• [EXERCISE PROMPT]:
Return each row below that contains the string "stem" and copy the whole row. The match is case-sensitive.

• [DATA IN THIS EXERCISE]:
◇ ◇ ◇ ◇

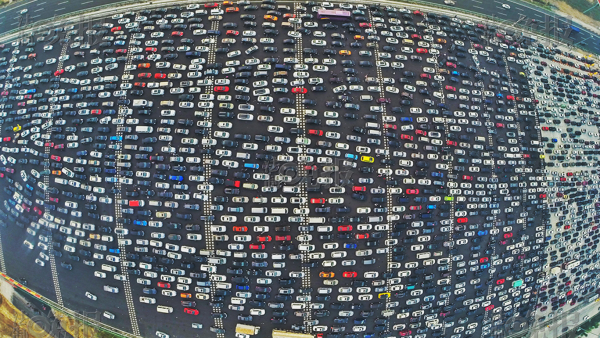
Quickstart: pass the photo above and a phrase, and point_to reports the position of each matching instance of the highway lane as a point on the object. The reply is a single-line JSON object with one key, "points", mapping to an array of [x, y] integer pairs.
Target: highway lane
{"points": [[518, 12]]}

◇ ◇ ◇ ◇

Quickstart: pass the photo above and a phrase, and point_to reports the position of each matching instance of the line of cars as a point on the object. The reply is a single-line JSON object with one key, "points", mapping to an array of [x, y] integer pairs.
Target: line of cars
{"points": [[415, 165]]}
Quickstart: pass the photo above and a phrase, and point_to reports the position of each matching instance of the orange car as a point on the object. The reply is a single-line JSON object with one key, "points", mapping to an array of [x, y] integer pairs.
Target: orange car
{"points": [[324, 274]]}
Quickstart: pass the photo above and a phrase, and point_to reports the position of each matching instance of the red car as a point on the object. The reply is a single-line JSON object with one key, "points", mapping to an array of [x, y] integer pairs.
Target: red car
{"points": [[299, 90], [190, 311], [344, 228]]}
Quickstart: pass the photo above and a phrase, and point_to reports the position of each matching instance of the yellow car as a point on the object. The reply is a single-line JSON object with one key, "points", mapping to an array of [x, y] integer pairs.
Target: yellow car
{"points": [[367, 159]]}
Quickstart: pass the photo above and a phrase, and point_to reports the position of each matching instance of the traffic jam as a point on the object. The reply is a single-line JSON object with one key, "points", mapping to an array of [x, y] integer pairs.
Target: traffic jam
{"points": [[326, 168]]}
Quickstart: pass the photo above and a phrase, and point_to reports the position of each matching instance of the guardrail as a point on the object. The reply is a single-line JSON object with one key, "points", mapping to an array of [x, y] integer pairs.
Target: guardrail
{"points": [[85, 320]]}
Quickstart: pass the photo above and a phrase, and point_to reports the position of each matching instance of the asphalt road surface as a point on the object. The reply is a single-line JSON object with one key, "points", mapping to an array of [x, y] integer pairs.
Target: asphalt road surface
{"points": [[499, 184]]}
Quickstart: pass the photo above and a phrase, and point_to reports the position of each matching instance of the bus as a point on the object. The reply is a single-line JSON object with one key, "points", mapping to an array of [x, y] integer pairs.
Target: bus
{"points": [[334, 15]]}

◇ ◇ ◇ ◇

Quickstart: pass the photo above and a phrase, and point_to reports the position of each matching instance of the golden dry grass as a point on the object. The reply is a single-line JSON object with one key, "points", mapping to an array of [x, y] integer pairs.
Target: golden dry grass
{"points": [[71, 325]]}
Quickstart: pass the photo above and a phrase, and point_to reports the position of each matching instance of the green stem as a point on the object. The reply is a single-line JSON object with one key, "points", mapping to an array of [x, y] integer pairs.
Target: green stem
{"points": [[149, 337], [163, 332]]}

◇ ◇ ◇ ◇

• [FINISHED TASK]:
Quickstart: pass the photo above and a phrase, and point_to reports the position of each matching instance of the green stem as a point on the object. The reply is a single-line JSON object with one key, "points", mapping to an array of [x, y] integer pairs.
Target: green stem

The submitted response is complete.